Assigned task: Reproduce the entries below in full, word for word.

Data provided:
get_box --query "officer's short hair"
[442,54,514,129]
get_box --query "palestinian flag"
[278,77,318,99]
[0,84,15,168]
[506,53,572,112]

Result of this task:
get_box --query "officer's short hair"
[442,54,514,129]
get_box --query "palestinian flag"
[278,77,318,99]
[0,84,15,168]
[506,53,572,112]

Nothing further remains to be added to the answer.